La mia esperienza di affidamento familiare

La testimonianza di un papà speciale
La mia esperienza di affidamento familiare
Tre figli, una famiglia aperta, le difficoltà della vita, e la scelta di accogliere ancora

Ciao a tutti, sono Riccardo e ho 62 anni. Mi sono sposato nel 1995, abbiamo avuto tre figli e attualmente sono separato, con i figli che abitano con me.
Come coppia abbiamo avuto un bambino in affido per due anni, poi da single io e i miei figli abbiamo ospitato un ragazzino di 15 anni per qualche giorno, e da qualche mese abbiamo in affido un bambino di sette anni.

L'avvicinamento all'affidamento familiare

L’idea dell’affido nella nostra famiglia nasce quando, un giorno, esce sulla rivista “Giovani genitori” un articolo sull’affido. Era il 2011 ed era anche il periodo in cui è iniziata da parte del comune di Torino la campagna di sensibilizzazione con lo slogan “Mi presti la tua famiglia? La mia è un po’ in difficoltà”. Per capirne di più ci siamo procurati il libro “Un altro posto a tavola” di Kathy Harrison, una mamma affidataria americana che ha accolto numerosi bambini con esperienze anche terribili alle spalle, un libro che (come molti altri) spalanca una porta su un mondo che per noi fino ad allora era stato difficile da immaginare.
Decidiamo di intraprendere il percorso per diventare affidatari con Casa Affido di Torino. Un percorso lungo, che si è concluso con il consiglio di aspettare ancora sei mesi perchè i nostri figli avevano necessità di tempo per elaborare l’idea.
Inizio allora un periodo di volontariato presso una comunità e presto diventiamo “famiglia amica”, cioè una famiglia disposta ad accogliere per brevi periodi (un we o le feste di Natale ad esempio) un piccolo ospite della comunità. È stata un’esperienza molto bella per tutti, durata un paio di anni, che ci ha sicuramente preparato per l’affido che sarebbe venuto. Molti i momenti commoventi, come quando un bambino ci disse che da noi aveva trascorso il Natale più bello del mondo, ma anche divertenti con frasi tipo: «Ma il fratello di tuo figlio...»?

Il primo affido

In questo periodo conosciamo Alessia e tramite lei arriviamo finalmente al nostro primo affido. È un bambino di sei anni alla ricerca di una famiglia, appena arrivato ci chiama subito mamma e papà e si comporta, ricambiato, come un fratello per i nostri figli naturali. In occasione dei “luoghi neutri” (dove il bambino incontra i suoi famigliari) conosciamo anche la sua famiglia di origine con la quale si stabilisce da subito un ottimo rapporto, tanto che a un certo punto ci siamo anche fatti dare dallo zio gli mp3 della musica del loro paese per metterlo più a suo agio durante i nostri viaggi in auto. 
Ci rendiamo conto di una cosa molto importante. È la famiglia di origine che, volente o nolente, ci affida il bambino. Una famiglia che per lui è importantissima e della quale bisogna rimarcare al massimo gli aspetti positivi, minimizzando quelli negativi (dei quali, eventualmente, discuteremo in privato con l’assistente sociale...). Cosa non sempre facile sentendo le esperienze molto dure vissute da altre famiglie affidatarie, ma è sicuramente la strada migliore per garantirgli un sereno rientro a casa.

= = = = =

RICHIESTA SCRITTA ▸
Prosegui la testimonianza sull'affidamento familiare riportata sopra, ripartendo subito dopo la sua ultima frase.

= = = = =

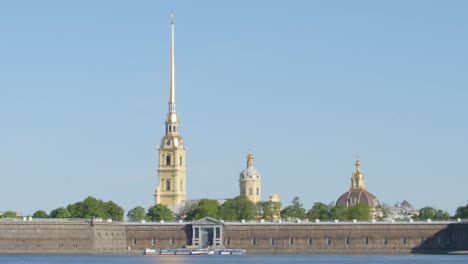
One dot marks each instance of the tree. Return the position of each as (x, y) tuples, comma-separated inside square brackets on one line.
[(319, 211), (239, 208), (137, 214), (295, 210), (360, 211), (270, 210), (92, 207), (40, 214), (160, 212), (113, 211), (462, 212), (60, 213), (9, 214), (205, 208), (429, 212)]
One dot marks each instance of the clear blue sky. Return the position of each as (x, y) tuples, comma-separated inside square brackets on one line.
[(305, 85)]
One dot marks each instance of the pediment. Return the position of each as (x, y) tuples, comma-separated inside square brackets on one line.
[(207, 221)]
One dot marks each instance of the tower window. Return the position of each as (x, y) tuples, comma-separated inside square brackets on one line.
[(168, 185)]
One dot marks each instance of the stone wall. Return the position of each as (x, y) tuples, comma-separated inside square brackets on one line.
[(157, 235), (60, 237), (305, 238)]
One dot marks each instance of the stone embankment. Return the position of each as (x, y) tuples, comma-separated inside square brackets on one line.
[(52, 236)]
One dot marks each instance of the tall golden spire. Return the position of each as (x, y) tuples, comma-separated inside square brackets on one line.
[(357, 180), (172, 125), (172, 77)]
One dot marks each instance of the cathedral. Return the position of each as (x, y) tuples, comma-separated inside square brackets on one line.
[(357, 192), (171, 185), (171, 189), (250, 181)]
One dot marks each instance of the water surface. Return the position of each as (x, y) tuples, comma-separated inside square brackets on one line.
[(254, 259)]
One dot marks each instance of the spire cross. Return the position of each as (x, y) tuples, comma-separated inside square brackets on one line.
[(172, 103)]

= = = = =

RISPOSTA ▸
Passano così due anni bellissimi, sappiamo che se ne dovrà andare ma diventa un figlio e un fratello in modo così spontaneo che sembrava fosse con noi da sempre. Tanto che il nostro figlio più piccolo, durante una vacanza in Sicilia con i nonni, dice con estrema naturalezza al parroco del paese che lui ha tre fratelli. Il nonno gli spiega che in realtà i fratelli sono due e il terzo è un bambino in affido, ma questa risposta lo colpisce a tal punto che durante la messa lo chiama all’altare al suo fianco dicendo: oggi questo bambino mi ha dato una lezione... 
Arriviamo alla fine dell’affido e il sogno di questo bambino sarebbe stato di andare a vivere tutti insieme, noi e la sua famiglia, a scuola inizia a firmarsi con due cognomi, il suo e il nostro. Su consiglio della psicologa gli prepariamo un grande album con tante foto dei bei momenti passati insieme, che per lui è molto prezioso e ogni tanto sfoglia con nostalgia. 

La separazione

A distanza di alcuni mesi dal termine dell’affido io e mia moglie purtroppo ci separiamo. Faccio allora un periodo di volontariato con i bambini delle scuole di Barriera di Milano e Falchera che mi ha sicuramente aiutato a superare questo difficile momento, ma l’idea dell’affido rimane. Il tempo passa e vorrei essere ancora una “risorsa” prima che l’età mi ponga dei limiti...
Scarto l’idea di accogliere un adolescente, come mi viene proposto, per evitare di trovarmi in una situazione troppo complessa da gestire da solo senza gravare eccessivamente sui figli. In realtà accogliamo un quindicenne, ma sarà solo una breve parentesi di pochi giorni.

Una nuova accoglienza

A settembre dello scorso anno arriva da noi un altro bambino di sei anni e iniziamo una nuova avventura. Rispetto all’affido precedente questo è sicuramente molto più impegnativo, sia per il fatto di gestirlo da solo e non più in coppia (che consente di avere dei momenti liberi in quanto ci si può alternare nella gestione), sia per il fatto che nel frattempo anche l’età dei miei figli è cresciuta e quindi anche l’interazione con il piccolo è più ridotta di quanto non fosse con il bambino precedente, sia soprattutto per l’approccio iniziale del bambino che, a differenza del precedente, non cercava affatto una famiglia alternativa alla sua che aveva qualche carenza, ma si trovava benissimo in una comunità con la mamma.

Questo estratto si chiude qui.